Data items
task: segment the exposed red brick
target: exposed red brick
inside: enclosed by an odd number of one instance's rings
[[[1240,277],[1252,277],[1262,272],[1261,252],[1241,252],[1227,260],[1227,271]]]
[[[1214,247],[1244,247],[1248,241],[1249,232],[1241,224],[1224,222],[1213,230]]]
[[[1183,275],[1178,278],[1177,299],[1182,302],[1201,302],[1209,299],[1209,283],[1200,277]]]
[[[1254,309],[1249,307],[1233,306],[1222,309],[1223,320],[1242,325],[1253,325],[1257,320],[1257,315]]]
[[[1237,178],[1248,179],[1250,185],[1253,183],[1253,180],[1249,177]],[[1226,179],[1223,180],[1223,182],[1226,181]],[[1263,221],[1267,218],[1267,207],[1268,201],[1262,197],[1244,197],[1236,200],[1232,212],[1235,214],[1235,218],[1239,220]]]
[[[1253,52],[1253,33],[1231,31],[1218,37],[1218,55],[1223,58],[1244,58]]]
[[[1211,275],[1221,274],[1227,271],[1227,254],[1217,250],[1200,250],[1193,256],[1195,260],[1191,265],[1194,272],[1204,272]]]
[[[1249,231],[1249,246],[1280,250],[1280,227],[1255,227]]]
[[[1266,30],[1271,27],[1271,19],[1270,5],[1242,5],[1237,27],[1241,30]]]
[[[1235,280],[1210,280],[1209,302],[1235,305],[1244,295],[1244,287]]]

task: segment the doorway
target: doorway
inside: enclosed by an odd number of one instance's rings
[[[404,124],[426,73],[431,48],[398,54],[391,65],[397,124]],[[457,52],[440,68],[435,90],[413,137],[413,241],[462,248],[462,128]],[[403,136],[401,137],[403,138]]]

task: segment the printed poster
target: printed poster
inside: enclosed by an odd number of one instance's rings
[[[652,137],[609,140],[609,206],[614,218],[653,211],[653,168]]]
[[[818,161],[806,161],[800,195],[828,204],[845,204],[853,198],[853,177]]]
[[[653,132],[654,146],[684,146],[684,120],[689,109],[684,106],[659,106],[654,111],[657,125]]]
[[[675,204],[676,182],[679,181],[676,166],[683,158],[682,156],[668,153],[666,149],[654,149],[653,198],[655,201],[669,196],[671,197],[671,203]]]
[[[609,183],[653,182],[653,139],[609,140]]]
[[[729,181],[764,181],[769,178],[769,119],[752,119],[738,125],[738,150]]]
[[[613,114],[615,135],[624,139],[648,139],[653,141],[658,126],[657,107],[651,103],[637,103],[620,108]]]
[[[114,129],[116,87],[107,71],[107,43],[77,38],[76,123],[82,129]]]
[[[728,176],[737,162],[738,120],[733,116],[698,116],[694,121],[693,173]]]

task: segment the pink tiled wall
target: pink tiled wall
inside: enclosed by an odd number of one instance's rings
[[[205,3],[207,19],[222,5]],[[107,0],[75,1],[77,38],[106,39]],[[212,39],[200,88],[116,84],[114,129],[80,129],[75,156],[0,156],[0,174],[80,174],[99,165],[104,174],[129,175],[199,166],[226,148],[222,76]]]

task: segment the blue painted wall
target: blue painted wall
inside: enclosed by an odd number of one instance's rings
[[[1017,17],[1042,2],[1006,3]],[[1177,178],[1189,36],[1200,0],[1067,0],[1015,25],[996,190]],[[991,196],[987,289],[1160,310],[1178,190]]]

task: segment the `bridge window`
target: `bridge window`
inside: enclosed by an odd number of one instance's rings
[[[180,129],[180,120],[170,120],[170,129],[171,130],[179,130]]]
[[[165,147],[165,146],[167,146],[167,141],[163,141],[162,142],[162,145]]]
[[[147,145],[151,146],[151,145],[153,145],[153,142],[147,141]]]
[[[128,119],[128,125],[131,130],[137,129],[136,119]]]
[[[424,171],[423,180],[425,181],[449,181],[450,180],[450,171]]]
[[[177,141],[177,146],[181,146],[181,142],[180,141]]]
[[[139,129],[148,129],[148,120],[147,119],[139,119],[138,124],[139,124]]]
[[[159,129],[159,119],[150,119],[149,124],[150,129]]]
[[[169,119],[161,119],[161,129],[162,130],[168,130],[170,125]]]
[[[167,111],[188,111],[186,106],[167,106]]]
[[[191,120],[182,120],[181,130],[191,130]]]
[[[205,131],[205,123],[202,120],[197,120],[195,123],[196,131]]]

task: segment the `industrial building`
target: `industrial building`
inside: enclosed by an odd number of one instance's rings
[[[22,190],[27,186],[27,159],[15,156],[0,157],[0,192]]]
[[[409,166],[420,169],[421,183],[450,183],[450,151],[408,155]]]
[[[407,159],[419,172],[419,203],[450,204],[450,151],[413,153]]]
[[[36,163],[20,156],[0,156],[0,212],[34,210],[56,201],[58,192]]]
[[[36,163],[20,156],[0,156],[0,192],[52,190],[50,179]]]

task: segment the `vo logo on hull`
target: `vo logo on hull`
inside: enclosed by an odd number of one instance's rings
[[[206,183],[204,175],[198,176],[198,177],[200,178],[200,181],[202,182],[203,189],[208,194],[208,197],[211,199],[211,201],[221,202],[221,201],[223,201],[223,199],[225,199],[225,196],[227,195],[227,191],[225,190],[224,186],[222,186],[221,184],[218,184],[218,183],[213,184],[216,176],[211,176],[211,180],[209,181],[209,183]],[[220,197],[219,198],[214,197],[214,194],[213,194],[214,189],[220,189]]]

• _ASSIGNMENT_: Out of the entries above, write out only the lines between the line holding "task: segment the printed poster" and the line holding "target: pink tiled wall", inclusive, each exactly as given.

• _SOLUTION_:
task: segment the printed poster
target: printed poster
inside: enclosed by an odd number of one instance's rings
[[[652,137],[609,140],[609,206],[614,218],[653,211],[653,168]]]
[[[818,161],[806,161],[800,195],[828,204],[845,204],[853,198],[853,177]]]
[[[653,132],[654,146],[684,146],[684,120],[689,109],[684,106],[659,106],[654,111],[657,125]]]
[[[675,204],[676,182],[679,181],[676,166],[683,158],[682,156],[668,153],[666,149],[654,149],[653,198],[655,201],[669,196],[671,197],[671,203]]]
[[[609,183],[653,182],[653,139],[609,140]]]
[[[729,181],[764,181],[769,178],[769,119],[752,119],[738,125],[738,150]]]
[[[613,114],[615,135],[624,139],[648,139],[653,141],[658,126],[657,107],[651,103],[637,103],[620,108]]]
[[[114,129],[116,87],[107,71],[107,43],[77,38],[76,123],[82,129]]]
[[[728,176],[737,162],[738,120],[733,116],[698,116],[694,121],[693,173]]]

task: segment the pink tiled wall
target: pink tiled wall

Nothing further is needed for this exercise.